SELECTED EXCERPT:
######

Attached patch changes compare-elim.c order to what i386.md expects.

Thoughts?

Uros.

Comments

Uros Bizjak May 10, 2017, 7:57 p.m. UTC | #1
On Wed, May 10, 2017 at 9:05 PM, Uros Bizjak <ubizjak@gmail.com> wrote:
> On Wed, May 10, 2017 at 5:18 PM, Uros Bizjak <ubizjak@gmail.com> wrote:
>> On Wed, May 10, 2017 at 4:27 PM, Jakub Jelinek <jakub@redhat.com> wrote:
>>> On Tue, May 09, 2017 at 06:06:47PM +0200, Uros Bizjak wrote:
>>>> Attached patch enables post-reload compare elimination pass by
>>>> providing expected patterns (duplicates of existing patterns with
>>>> setters of reg and flags switched in the parallel) for flag setting
>>>> arithmetic instructions.

######

SHORT EXERCISE A:
Answer these questions about the patch thread, one answer per line, marked the same way.
(i) What file's order does the attached patch in the opening line change?
(ii) What email address is given for Jakub Jelinek?
(iii) For what kind of instructions does the earlier patch provide expected patterns?

DATA SUPPLIED:
######

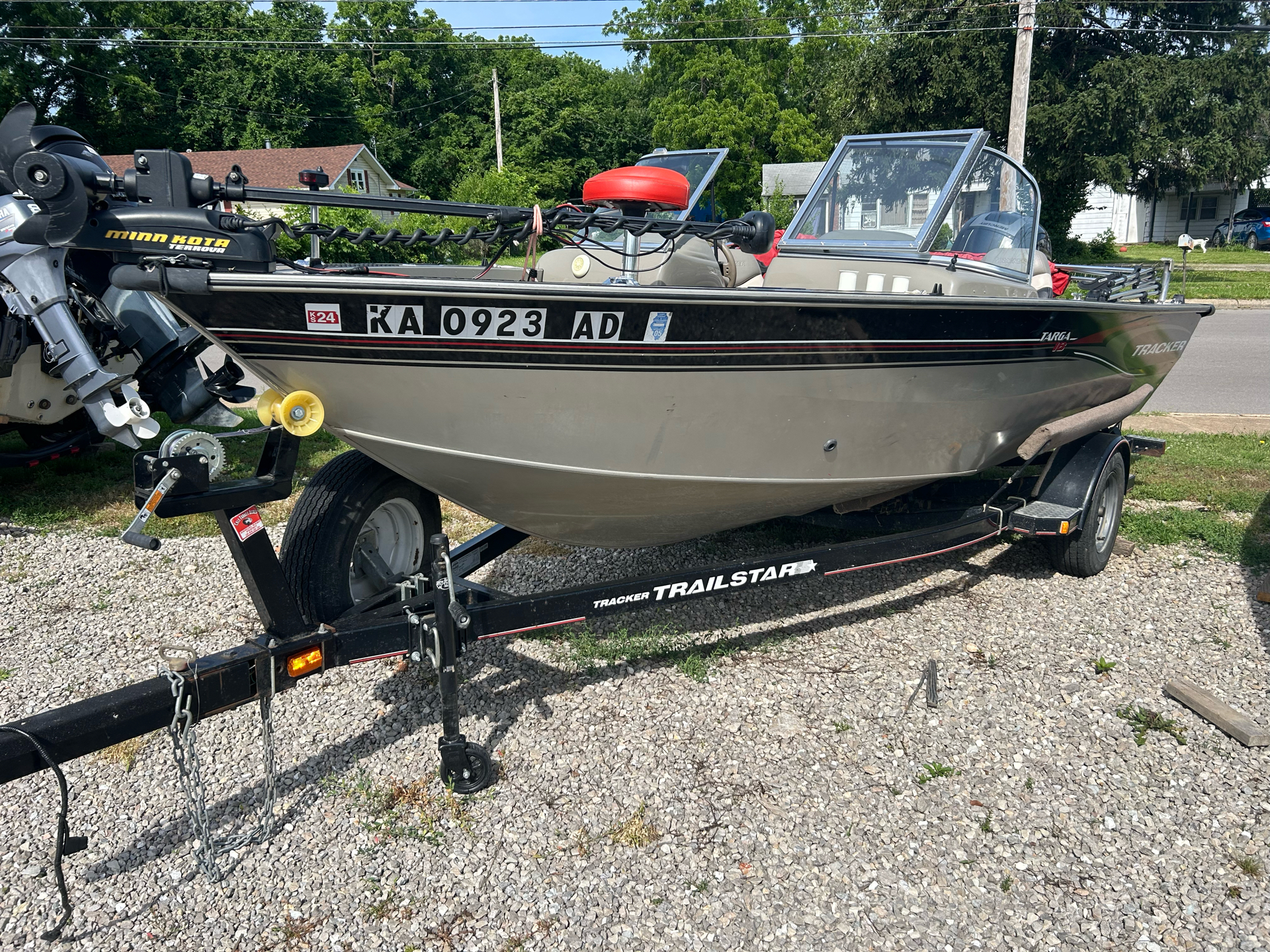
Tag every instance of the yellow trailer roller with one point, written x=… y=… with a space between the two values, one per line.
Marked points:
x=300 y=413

######

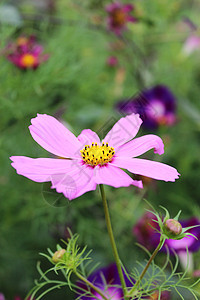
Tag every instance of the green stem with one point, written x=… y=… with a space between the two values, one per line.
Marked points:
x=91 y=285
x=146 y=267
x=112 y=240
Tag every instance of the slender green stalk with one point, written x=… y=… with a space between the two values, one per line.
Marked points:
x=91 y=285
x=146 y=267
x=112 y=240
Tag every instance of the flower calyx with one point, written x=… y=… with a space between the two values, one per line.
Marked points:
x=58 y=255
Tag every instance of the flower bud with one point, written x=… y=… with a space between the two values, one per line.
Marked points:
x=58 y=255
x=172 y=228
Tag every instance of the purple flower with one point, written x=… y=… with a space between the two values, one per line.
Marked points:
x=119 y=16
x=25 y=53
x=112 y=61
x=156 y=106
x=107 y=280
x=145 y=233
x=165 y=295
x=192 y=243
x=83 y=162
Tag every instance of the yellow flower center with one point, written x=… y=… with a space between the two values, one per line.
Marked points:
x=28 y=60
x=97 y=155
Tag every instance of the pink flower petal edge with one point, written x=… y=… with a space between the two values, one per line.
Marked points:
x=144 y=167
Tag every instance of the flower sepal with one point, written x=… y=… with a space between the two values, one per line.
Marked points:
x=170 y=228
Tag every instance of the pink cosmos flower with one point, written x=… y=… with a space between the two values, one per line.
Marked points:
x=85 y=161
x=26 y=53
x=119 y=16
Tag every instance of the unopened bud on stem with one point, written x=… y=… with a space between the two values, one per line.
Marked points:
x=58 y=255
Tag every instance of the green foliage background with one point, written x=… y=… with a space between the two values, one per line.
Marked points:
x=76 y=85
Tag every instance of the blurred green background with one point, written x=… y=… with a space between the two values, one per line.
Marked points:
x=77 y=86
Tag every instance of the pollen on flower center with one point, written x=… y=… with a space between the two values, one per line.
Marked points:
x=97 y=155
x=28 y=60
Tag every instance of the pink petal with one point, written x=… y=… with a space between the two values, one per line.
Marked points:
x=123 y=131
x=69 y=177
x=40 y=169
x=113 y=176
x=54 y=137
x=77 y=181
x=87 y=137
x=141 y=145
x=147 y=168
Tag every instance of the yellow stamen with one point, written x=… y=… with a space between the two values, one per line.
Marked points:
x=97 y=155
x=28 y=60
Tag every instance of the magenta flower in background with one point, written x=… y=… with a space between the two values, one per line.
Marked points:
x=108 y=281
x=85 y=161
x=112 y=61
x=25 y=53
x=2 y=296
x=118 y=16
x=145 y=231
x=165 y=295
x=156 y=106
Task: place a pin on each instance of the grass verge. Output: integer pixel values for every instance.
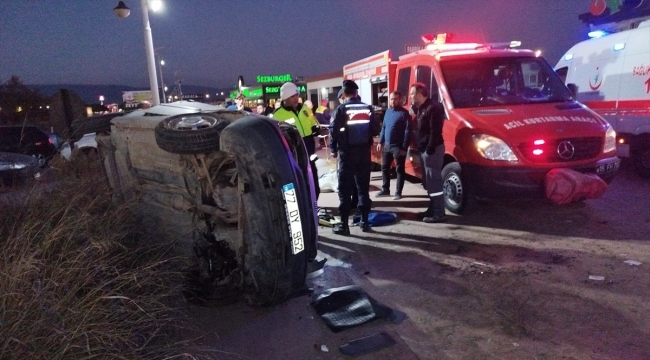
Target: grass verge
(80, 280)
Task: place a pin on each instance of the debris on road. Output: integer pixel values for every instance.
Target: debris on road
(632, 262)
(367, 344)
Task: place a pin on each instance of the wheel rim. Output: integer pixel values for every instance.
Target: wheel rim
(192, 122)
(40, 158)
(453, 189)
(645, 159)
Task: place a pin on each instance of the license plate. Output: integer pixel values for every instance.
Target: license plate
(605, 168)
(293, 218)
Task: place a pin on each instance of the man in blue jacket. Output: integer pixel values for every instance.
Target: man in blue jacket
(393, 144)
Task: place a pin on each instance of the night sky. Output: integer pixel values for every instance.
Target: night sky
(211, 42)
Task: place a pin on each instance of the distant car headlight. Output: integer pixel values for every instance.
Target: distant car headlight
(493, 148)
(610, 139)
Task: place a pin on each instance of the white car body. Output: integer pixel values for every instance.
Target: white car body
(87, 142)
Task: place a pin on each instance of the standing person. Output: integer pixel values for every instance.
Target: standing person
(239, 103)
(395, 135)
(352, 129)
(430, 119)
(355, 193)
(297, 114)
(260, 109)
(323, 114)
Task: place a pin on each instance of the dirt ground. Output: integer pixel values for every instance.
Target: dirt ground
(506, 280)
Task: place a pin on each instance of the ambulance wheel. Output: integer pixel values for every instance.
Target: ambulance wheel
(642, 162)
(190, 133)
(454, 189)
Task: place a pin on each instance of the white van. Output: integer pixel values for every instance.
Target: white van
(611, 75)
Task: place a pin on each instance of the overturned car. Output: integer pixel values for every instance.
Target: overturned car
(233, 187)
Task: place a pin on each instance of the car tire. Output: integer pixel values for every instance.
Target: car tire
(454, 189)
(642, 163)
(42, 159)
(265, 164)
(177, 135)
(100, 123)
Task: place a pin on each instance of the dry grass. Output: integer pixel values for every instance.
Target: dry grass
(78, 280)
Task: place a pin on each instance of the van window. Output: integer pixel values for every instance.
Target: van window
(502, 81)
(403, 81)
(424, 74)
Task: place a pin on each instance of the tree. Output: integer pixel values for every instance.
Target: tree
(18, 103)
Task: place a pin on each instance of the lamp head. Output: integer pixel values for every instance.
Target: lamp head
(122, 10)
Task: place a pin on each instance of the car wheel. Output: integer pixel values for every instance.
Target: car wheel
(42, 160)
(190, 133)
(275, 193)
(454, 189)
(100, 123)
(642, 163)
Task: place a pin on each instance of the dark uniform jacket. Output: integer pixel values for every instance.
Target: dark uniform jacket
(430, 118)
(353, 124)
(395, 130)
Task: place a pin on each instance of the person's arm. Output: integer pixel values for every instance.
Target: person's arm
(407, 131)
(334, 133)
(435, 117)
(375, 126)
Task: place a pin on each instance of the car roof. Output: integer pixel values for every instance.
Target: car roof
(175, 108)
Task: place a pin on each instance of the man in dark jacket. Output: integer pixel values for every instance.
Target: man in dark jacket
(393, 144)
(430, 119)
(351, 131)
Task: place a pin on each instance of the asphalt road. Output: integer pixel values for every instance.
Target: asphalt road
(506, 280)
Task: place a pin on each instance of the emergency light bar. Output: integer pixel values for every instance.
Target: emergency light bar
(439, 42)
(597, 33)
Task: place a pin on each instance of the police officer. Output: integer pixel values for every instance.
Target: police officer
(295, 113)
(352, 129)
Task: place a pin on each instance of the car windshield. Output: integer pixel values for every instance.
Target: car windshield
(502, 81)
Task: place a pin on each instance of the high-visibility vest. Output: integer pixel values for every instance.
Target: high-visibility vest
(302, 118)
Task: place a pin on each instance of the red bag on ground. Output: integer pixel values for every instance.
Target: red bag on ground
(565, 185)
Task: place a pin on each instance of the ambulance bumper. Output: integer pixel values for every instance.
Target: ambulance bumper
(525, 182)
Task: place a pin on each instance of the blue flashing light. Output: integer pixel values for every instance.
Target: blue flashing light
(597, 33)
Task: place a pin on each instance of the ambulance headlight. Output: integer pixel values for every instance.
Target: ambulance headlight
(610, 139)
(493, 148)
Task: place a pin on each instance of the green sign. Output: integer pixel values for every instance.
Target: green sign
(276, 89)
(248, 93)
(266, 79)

######

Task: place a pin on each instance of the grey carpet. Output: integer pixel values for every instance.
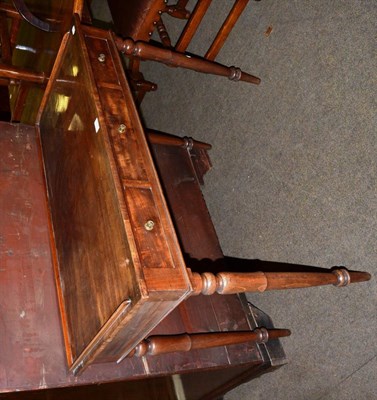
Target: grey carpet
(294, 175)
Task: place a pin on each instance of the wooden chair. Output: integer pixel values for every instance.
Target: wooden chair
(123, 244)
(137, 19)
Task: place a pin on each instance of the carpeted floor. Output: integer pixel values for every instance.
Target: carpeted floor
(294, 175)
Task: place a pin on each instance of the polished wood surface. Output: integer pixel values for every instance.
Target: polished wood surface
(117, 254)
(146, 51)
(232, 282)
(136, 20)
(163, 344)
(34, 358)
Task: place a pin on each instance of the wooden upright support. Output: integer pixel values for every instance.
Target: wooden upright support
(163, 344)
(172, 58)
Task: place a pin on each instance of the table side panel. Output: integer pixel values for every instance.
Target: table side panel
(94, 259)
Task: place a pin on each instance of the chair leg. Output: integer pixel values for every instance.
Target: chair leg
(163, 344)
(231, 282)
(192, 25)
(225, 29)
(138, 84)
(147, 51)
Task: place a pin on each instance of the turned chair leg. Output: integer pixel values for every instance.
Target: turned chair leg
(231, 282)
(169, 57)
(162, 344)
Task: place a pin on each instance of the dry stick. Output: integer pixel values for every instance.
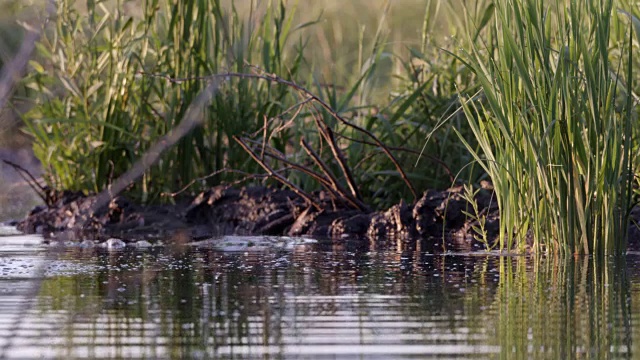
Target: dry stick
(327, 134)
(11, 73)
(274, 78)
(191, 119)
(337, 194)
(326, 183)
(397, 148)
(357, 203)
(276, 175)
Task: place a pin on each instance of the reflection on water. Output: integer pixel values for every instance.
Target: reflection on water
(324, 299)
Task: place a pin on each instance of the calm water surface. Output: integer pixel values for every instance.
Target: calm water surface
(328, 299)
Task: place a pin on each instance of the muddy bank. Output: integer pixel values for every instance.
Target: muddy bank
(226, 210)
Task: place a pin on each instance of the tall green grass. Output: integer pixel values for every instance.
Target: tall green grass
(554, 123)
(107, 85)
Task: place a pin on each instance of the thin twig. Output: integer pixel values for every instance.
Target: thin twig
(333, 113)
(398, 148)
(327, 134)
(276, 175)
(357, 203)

######

SHORT EXERCISE B: Retype the part of the records that opens with the line containing "Tag every instance of the slender" and closes with the line containing "x=172 y=228", both of those lines included.

CORRECT OUTPUT A:
(i) compare-elim.c
(ii) jakub@redhat.com
(iii) Flag setting arithmetic instructions

CORRECT OUTPUT B:
Tag every instance of the slender green stalk with one point, written x=… y=… with a space between the two values, one per line.
Marked points:
x=91 y=285
x=146 y=267
x=112 y=240
Tag every instance of the flower calyx with one point, written x=… y=… with a space between the two values, one per line.
Marked points:
x=58 y=255
Tag every instance of the flower bud with one point, written x=… y=… with a space between the two values, one per line.
Marked points:
x=58 y=255
x=172 y=228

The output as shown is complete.